» TEXT
☆ ☆ ☆ ☆ ☆

"You could not have started the firm at a more challenging time.”

A fraught year seared into the national memory also gave rise to a new sector of financial services.


The rise of the Class of ‘68

The independent broker-dealers born during this fraught year have thrived. Now, however, their role in creating today’s independent advisor threatens their ability to survive another half-century.

By Tobias Salinger

Amid the war in Vietnam and the discord at home in 1968, seven companies were planting seeds that would blossom into today's independent broker-dealers.

It was a tricky time to launch a new financial venture. Fighting in Southeast Asia, the assassinations of Martin Luther King Jr. and Robert F. Kennedy, and other violence at home preceded a period of economic turmoil marked by inflation and stagnant equity returns.

"You could not have started the firm at a more challenging time. It was a stunning accomplishment just to survive the first 15 years," says Lincoln Investment Planning CEO Ed Forst, the son of the IBD's founder, Nick Forst.

Yet the era also paved the way for a new form of financial services. A group of insurance firms based largely in the Midwest created a sector of wealth management that today produces more revenue than the gross domestic product of 85 countries.

The IBDs that form the Class of '68 have been major drivers of that growth. Lincoln and the firms now known as LPL Financial, Northwestern Mutual, Signator Investors, Principal Securities, Woodbury Financial Services and O.N. Equity Sales racked up $6.6 billion in combined revenue in 2017. Compared with total revenue of the industry's top 50 IBDs, the Class of '68 brought in 26% of last year's $25.7 billion.

With prescient business strategies, smart mergers and some luck, these companies have survived to celebrate their 50th year. Compatriots that didn't evolve have disappeared.

"It's a business that's been changing since the moment I got in it, and I don't think it's ever going to stop changing," Forst says.

Can these firms survive another half-century?

In an unforeseen twist, they may have helped create the peril themselves with their major role in the emergence of two very recent inventions: the mass-affluent investor and the independent financial advisor. Already, the IBD landscape next year will include at least one fewer member of the Class of '68.

'Shattered America'

Smithsonian magazine called its retrospective on 1968, "The Year that Shattered America," citing events such as the Tet Offensive, the Democratic National Convention in Chicago and the murders of King and Kennedy. Few alive at the time would disagree.

The year of violent political upheaval, however, coincided with massive defense spending. This helped boost the Dow over 1,000 for the first time in January 1966 as strong equity returns from '62 to '68 attracted more Americans to mutual funds and other investments.

Even after subtracting pensions, U.S. households placed nearly 38% of their financial assets in equities by the fourth quarter of 1968, according to Ned Davis, senior investment strategist with Ned Davis Research.

Equities would not reach that level again until the dot-com boom.

"In 1968, despite a divided country, rising inflation and interest rates, people believed the business cycle was conquered," Davis says. "People began to believe that stocks always go up in the long run at some 9% to 10% per annum, so why would one not want to invest in mutual funds rather than cash or insurance? So by late 1968, households were in love with stocks."

☆ ☆ ☆ ☆ ☆

» SUPPLIED ENTRIES
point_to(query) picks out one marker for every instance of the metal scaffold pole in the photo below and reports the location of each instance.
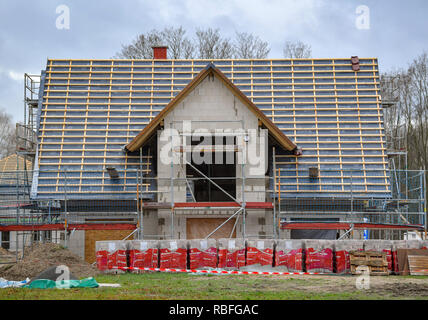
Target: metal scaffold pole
(140, 199)
(65, 210)
(274, 194)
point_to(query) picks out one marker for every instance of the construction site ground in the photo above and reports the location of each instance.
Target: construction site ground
(243, 287)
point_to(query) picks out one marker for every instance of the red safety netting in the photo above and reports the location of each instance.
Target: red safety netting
(173, 259)
(262, 257)
(319, 260)
(234, 259)
(203, 258)
(143, 258)
(107, 260)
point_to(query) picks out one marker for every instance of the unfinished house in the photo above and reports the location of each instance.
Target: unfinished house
(253, 148)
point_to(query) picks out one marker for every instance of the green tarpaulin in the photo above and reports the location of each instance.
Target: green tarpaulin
(62, 284)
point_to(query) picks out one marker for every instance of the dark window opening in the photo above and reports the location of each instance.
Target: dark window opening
(223, 174)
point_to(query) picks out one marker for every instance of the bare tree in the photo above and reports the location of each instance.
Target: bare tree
(207, 44)
(7, 135)
(141, 47)
(297, 50)
(406, 120)
(180, 47)
(210, 45)
(249, 46)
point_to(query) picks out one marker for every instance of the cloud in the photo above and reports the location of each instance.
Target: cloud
(28, 35)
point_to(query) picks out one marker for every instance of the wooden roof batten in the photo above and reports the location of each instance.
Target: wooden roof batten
(211, 69)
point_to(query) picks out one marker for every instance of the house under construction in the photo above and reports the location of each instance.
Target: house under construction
(253, 148)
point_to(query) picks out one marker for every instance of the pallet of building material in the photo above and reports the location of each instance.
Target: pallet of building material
(418, 265)
(260, 252)
(173, 254)
(382, 246)
(289, 255)
(6, 257)
(342, 248)
(231, 253)
(111, 255)
(399, 245)
(203, 253)
(319, 255)
(423, 244)
(376, 262)
(143, 253)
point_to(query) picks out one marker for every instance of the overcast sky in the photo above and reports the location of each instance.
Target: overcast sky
(397, 32)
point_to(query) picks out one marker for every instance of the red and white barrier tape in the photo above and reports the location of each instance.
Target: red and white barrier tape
(217, 271)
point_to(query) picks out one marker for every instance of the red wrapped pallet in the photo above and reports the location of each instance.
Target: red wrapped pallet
(260, 252)
(173, 254)
(319, 255)
(203, 253)
(231, 253)
(424, 244)
(143, 253)
(396, 245)
(111, 255)
(289, 255)
(341, 252)
(381, 246)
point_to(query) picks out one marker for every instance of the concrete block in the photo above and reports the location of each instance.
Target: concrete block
(342, 248)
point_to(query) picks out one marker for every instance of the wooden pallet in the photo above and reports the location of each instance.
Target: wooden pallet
(376, 262)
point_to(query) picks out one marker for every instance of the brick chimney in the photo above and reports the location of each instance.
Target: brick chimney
(159, 52)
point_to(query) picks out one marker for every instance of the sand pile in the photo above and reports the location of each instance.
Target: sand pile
(42, 256)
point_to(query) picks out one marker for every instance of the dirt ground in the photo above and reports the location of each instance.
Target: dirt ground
(392, 286)
(42, 256)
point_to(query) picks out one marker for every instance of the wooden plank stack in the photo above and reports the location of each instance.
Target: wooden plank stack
(376, 262)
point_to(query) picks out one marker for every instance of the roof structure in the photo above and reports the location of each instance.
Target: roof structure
(91, 109)
(12, 168)
(210, 69)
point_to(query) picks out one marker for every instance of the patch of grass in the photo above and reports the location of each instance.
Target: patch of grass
(170, 286)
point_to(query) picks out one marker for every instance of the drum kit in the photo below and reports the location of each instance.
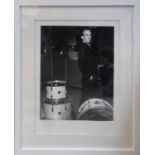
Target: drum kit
(58, 105)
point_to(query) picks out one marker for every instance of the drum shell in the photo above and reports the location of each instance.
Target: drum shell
(55, 92)
(59, 111)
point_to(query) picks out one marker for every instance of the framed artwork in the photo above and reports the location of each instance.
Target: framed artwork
(77, 77)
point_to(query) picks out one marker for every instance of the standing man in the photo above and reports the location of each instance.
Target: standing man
(88, 65)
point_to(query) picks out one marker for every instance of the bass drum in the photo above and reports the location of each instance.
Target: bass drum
(58, 109)
(95, 109)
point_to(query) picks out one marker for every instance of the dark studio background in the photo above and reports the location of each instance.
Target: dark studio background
(59, 61)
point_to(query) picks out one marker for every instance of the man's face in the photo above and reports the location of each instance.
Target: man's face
(86, 37)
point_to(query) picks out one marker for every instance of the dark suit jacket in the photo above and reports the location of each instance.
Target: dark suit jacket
(87, 62)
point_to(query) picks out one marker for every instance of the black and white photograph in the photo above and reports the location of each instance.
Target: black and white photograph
(77, 73)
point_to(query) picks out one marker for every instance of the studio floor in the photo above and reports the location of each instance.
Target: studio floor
(76, 93)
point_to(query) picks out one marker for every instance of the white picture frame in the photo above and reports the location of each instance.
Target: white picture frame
(34, 136)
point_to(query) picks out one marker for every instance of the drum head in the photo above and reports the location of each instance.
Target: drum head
(95, 109)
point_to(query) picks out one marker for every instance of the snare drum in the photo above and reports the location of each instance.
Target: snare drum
(95, 109)
(58, 109)
(56, 89)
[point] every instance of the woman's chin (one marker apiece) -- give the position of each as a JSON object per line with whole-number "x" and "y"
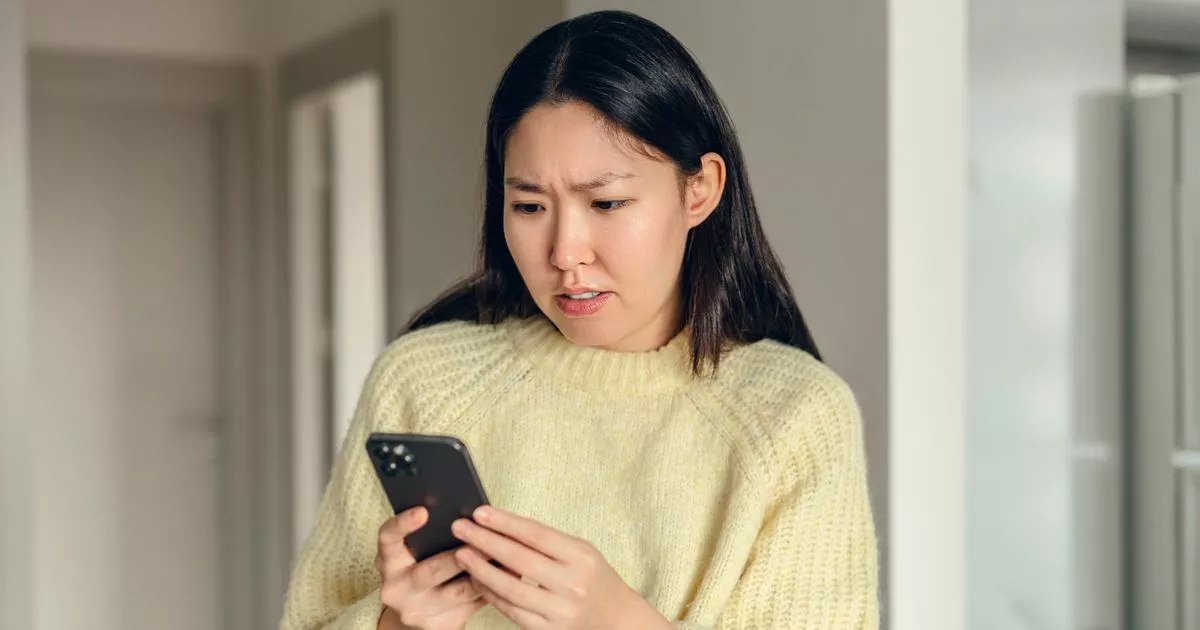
{"x": 585, "y": 331}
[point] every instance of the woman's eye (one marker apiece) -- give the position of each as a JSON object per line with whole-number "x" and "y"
{"x": 611, "y": 204}
{"x": 527, "y": 209}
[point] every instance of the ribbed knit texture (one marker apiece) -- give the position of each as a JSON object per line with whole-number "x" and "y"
{"x": 730, "y": 503}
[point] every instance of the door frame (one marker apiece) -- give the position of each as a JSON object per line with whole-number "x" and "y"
{"x": 226, "y": 93}
{"x": 361, "y": 47}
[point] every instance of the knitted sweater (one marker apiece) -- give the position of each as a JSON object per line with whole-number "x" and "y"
{"x": 731, "y": 503}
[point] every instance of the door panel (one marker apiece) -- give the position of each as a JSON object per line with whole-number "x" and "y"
{"x": 125, "y": 303}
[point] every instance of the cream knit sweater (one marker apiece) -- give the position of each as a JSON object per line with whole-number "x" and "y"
{"x": 732, "y": 503}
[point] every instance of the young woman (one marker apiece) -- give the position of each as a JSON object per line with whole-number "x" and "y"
{"x": 645, "y": 403}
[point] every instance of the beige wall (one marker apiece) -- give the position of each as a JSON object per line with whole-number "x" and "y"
{"x": 210, "y": 29}
{"x": 448, "y": 58}
{"x": 16, "y": 527}
{"x": 815, "y": 137}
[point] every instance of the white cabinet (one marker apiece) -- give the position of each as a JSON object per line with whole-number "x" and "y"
{"x": 1164, "y": 335}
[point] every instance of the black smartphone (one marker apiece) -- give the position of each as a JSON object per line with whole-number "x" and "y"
{"x": 431, "y": 471}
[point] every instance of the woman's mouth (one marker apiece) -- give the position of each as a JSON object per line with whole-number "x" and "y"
{"x": 582, "y": 304}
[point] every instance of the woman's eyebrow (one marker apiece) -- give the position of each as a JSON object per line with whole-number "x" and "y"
{"x": 583, "y": 186}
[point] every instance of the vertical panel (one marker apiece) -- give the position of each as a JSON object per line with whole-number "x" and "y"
{"x": 16, "y": 525}
{"x": 1097, "y": 423}
{"x": 359, "y": 292}
{"x": 309, "y": 333}
{"x": 1188, "y": 257}
{"x": 1153, "y": 360}
{"x": 928, "y": 256}
{"x": 1041, "y": 478}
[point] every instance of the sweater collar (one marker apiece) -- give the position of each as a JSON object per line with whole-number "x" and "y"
{"x": 553, "y": 355}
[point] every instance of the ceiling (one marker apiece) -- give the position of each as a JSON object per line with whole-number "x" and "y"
{"x": 1164, "y": 22}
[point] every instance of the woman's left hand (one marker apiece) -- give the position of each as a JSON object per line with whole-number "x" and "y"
{"x": 574, "y": 586}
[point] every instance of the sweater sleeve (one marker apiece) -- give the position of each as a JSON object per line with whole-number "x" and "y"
{"x": 335, "y": 585}
{"x": 814, "y": 563}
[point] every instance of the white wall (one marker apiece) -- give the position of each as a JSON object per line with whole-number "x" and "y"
{"x": 448, "y": 58}
{"x": 815, "y": 138}
{"x": 210, "y": 29}
{"x": 16, "y": 527}
{"x": 927, "y": 318}
{"x": 1043, "y": 306}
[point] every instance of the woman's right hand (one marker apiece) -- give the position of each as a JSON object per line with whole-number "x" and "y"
{"x": 420, "y": 595}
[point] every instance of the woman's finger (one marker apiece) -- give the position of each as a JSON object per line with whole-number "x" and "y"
{"x": 509, "y": 552}
{"x": 535, "y": 535}
{"x": 522, "y": 617}
{"x": 432, "y": 573}
{"x": 456, "y": 593}
{"x": 504, "y": 583}
{"x": 399, "y": 527}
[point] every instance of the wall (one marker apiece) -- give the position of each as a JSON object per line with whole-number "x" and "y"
{"x": 210, "y": 29}
{"x": 448, "y": 58}
{"x": 1043, "y": 311}
{"x": 927, "y": 315}
{"x": 16, "y": 527}
{"x": 815, "y": 138}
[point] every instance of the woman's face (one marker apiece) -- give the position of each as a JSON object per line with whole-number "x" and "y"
{"x": 598, "y": 229}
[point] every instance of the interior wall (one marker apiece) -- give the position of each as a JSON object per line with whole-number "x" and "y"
{"x": 208, "y": 29}
{"x": 815, "y": 138}
{"x": 16, "y": 502}
{"x": 1043, "y": 312}
{"x": 927, "y": 310}
{"x": 448, "y": 57}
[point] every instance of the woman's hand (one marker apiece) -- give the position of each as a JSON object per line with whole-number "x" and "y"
{"x": 574, "y": 587}
{"x": 419, "y": 595}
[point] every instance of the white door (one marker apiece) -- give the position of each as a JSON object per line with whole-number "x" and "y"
{"x": 126, "y": 351}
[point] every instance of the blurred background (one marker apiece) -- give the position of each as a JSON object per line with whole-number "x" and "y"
{"x": 214, "y": 214}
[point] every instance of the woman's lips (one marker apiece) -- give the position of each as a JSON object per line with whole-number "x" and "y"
{"x": 587, "y": 307}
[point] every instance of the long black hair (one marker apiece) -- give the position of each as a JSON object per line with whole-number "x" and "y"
{"x": 646, "y": 84}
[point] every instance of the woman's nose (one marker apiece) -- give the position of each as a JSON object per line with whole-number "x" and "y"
{"x": 571, "y": 246}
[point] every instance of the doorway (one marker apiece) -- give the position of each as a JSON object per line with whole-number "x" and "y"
{"x": 141, "y": 210}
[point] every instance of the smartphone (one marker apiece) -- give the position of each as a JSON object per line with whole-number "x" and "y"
{"x": 432, "y": 471}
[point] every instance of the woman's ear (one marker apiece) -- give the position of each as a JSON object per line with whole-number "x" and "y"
{"x": 705, "y": 189}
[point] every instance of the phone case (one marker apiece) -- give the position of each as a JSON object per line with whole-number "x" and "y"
{"x": 432, "y": 471}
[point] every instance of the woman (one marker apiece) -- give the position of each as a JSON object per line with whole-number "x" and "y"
{"x": 630, "y": 371}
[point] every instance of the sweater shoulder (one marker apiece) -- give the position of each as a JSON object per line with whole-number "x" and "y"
{"x": 427, "y": 378}
{"x": 775, "y": 379}
{"x": 784, "y": 405}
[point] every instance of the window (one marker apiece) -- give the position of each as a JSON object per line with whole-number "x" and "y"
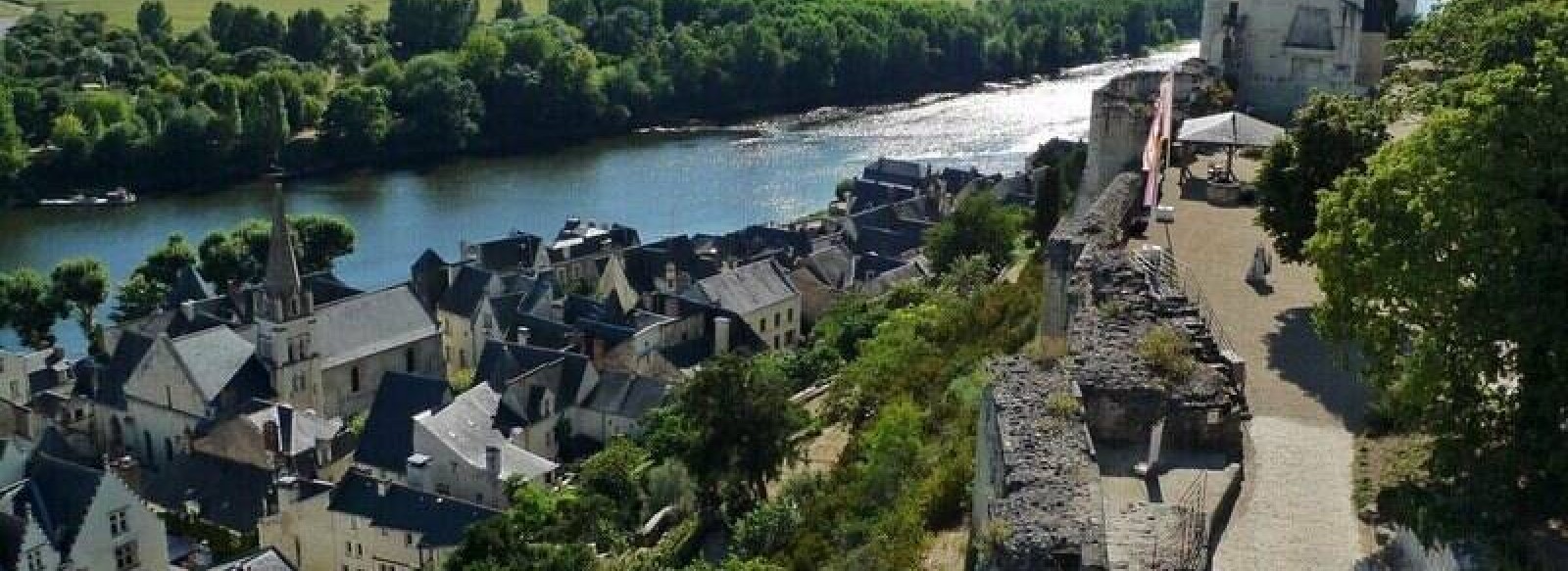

☆ ☆ ☆ ☆ ☆

» SHORT PROBLEM 1
In the article on the Class of '68, what title did Smithsonian magazine give its retrospective on 1968?
» SHORT PROBLEM 2
Translate this sentence from the article on the Class of '68 into Spanish: "Equities would not reach that level again until the dot-com boom."

» EXPECTED OUTPUT 1
"The Year that Shattered America"

» EXPECTED OUTPUT 2
Las acciones no volverían a alcanzar ese nivel hasta el auge de las puntocom.